- **Complete the following**:
**A)** Repeat, word for word, the part of the blog post on moving house with a toddler that runs from "Saturday 5 January" up to and including "her best friend).".
**B)** Finish out the next part of the blog post about moving house with a toddler, going on from the last sentence shown.

- **Extract**:
◆ ◆ ◆ ◆ ◆

Saturday 5 January 2013

Moving In & Moving On: Moving House with a toddler


Moving In & Moving On: Moving House with a toddler


The last couple of weeks has involved Christmas, New Years but more importantly for us- our move.  We have moved north of Brisbane 2 hours to Gympie into my in-laws home while we plan and build our own home just up (and down) the street from them.  In my mind I feel we are still living in both places because:

1. We are still to renovate our first home before selling it (I can't bring myself to say "Old house") so we will still be going back and forth to it over time;
2. Most of our belongings are still back at the other house;
3. I'm struggling to accept the move so far from my family and from a new friend (and Marika's new friend who she calls her best friend).

I have felt changes in Marika over the last few days that to most others just seem to be what a "normal" toddler would do: push/shove/hit her sister; be quite oppositionally defiant towards me; be uneasy and moving around fast and a bit erratically...

Back at our own home (urp.. old home.. previous home.. back in Brisbane) she had open access to go out the back by herself and to play with the cats whenever she wanted.  She would play out there a good hour or two at least, a day.  It was her own time, her own place, wind down time, happy time, decompress time - anything she wanted..

◆ ◆ ◆ ◆ ◆

- **Supplied records**:
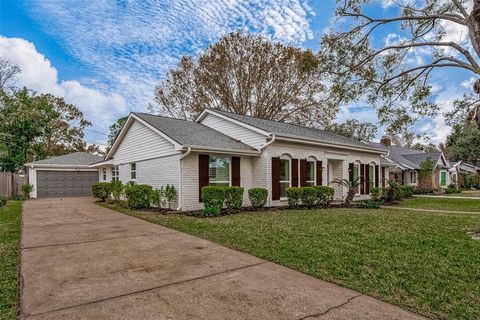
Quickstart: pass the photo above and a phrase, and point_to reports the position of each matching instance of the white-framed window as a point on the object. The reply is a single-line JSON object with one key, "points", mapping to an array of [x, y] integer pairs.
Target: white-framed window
{"points": [[133, 171], [356, 175], [219, 171], [371, 176], [285, 181], [311, 172], [413, 176], [115, 173]]}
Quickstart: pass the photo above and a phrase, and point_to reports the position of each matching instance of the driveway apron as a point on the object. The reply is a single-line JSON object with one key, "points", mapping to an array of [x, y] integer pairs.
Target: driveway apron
{"points": [[83, 261]]}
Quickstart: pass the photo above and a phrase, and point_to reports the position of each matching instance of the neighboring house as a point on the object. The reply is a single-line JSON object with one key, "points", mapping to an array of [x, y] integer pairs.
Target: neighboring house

◆ ◆ ◆ ◆ ◆

- **Solved problems**:
**A)**
Saturday 5 January 2013

Moving In & Moving On: Moving House with a toddler


Moving In & Moving On: Moving House with a toddler


The last couple of weeks has involved Christmas, New Years but more importantly for us- our move.  We have moved north of Brisbane 2 hours to Gympie into my in-laws home while we plan and build our own home just up (and down) the street from them.  In my mind I feel we are still living in both places because:

1. We are still to renovate our first home before selling it (I can't bring myself to say "Old house") so we will still be going back and forth to it over time;
2. Most of our belongings are still back at the other house;
3. I'm struggling to accept the move so far from my family and from a new friend (and Marika's new friend who she calls her best friend).

**B)**
She would have access to everything and I removed anything I didn't want little hands on..
She could eat where she liked, when she liked...
She could watch whatever on tv or on her iPad...

Now at our new place we are moving in with others, into their home.  My in-laws are absolutely lovely- they are responsive to Marika and Remi; they are loving spending time with the girls; we share making meals and have company with others when eating; .. Pretty much the perfect "other people" you'd want to live with.

However, ... Putting ourselves into Marika's tiny little, yellow butterfly shoes .. and our new home is quite different:

- she is suddenly denied a lot, furniture can be scratched so play is conditioned more, she can not go outside by herself and can't access cats by herself, for a few days she was even sanctioned in the loungeroom with Remi to limit Remi's wandering through the house (I'm relieved Marika has learnt to climb over the barrier), while she is still eating around the house it's very closely watched and warned, there is always someone around (it is awesome having her grandparents both around most of the time!! But it's not usual for her)...

At home we did frequent arts/crafts/activities but while packing/unpacking/settling in we haven't done near as much and different types (neater, cleaner crafts)...

Our old/former/Brisbane home is Marika's "golden home" (so I've recently learnt; coming home must be signalled by siting yellow bricks)

There seems to be 2 school of thought when it comes to toddlers and moving:

1. Kids go-with-the-flow, adapt to change easily and most issues are projections from the parents;
2. Moving is quite a huge deal for a toddler; they live with routine and we are, after all, changing their WHOLE world - without their permission, without them really understanding the benefits long term..
 
I'm kind of mixed in both of them really.

I think I'm one of them but then realise I'm not.. Then think I'm the other...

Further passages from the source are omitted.